# [Your objective]
Please continue the introduction on Title VII and the Bostock v. Clayton County ruling, picking up after its last sentence.

# [Source]
Introduction
Title VII of the Civil Rights Act of 1964 (“Title VII”) protects individuals from discrimination based on race, color, religion, sex, and national origin. Congress drafted the language of Title VII broadly, with little to no exceptions. Since the enactment of Title VII, the judiciary has taken careful steps to interpret “on the basis of sex” in accordance with the original 1964 statutory language. On June 15, 2020, the United States Supreme Court (“U.S. Supreme Court”) settled a circuit split among the federal circuit courts on whether homosexual and transgender employees are guaranteed the protections of Title VII, “on the basis of sex.” Previously, some federal circuit courts held that Title VII’s “on the basis of sex” language included homosexual and transgender employees, while other circuits, including the Eleventh circuit, held that “on the basis of sex” did not include homosexual or transgender employees. In Bostock v. Clayton County, the U.S. Supreme Court ultimately held that the statutory language “on the basis of sex” does include homosexual and transgender employees. As such, homosexual and transgender employees are now guaranteed the workplace protections offered by Title VII.

# [Raw records]
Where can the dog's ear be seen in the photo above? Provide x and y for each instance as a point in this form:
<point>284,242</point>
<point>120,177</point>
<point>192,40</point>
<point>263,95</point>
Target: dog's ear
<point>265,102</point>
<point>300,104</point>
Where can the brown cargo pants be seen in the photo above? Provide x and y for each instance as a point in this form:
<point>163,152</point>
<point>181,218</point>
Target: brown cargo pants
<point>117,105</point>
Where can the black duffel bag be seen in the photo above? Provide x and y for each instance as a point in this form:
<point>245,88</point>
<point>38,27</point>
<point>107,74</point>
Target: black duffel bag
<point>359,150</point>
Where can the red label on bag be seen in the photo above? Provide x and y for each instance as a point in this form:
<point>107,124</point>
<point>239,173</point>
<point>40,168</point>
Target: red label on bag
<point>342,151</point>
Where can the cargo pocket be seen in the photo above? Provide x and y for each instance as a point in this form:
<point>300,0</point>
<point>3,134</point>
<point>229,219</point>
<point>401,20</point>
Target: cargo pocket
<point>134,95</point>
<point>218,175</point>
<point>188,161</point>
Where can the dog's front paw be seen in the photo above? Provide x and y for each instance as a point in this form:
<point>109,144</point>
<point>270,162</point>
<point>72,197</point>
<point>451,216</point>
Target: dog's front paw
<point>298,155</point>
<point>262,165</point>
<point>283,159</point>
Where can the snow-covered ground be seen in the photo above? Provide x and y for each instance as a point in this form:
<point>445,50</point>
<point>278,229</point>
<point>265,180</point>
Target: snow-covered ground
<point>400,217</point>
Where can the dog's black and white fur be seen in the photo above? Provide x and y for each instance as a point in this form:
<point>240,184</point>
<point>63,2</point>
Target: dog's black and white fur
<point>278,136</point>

# [Reply]
How did the U.S. Supreme Court reach its ruling?
The U.S. Supreme Court started its analysis by examining the causation standard used in other Title VII cases. Title VII prohibits employers from taking certain actions “because of” an employee’s sex (also referred to as gender). Title VII’s “because of” sex test essentially asks whether an employee’s gender is a “but-for” cause for an employer’s adverse employment action, (i.e. termination, demotion, pay cut). This means that “but-for” the employee’s gender, would the employer have taken the same adverse employment action? The simplest way to determine this is to determine if the employer would have taken the same adverse employment action had the employee been the opposite gender. If the employer would have taken the same adverse action regardless of the employee’s gender, then sex is not the “but-for” cause, and the employer did not discriminate against the employee because of his or her sex. However, if changing the employee’s gender in the scenario does change the employer’s actions, (i.e. the employer would not have terminated the employee had he or she been the opposite gender), then the employer did discriminate against the employee because of his or her sex.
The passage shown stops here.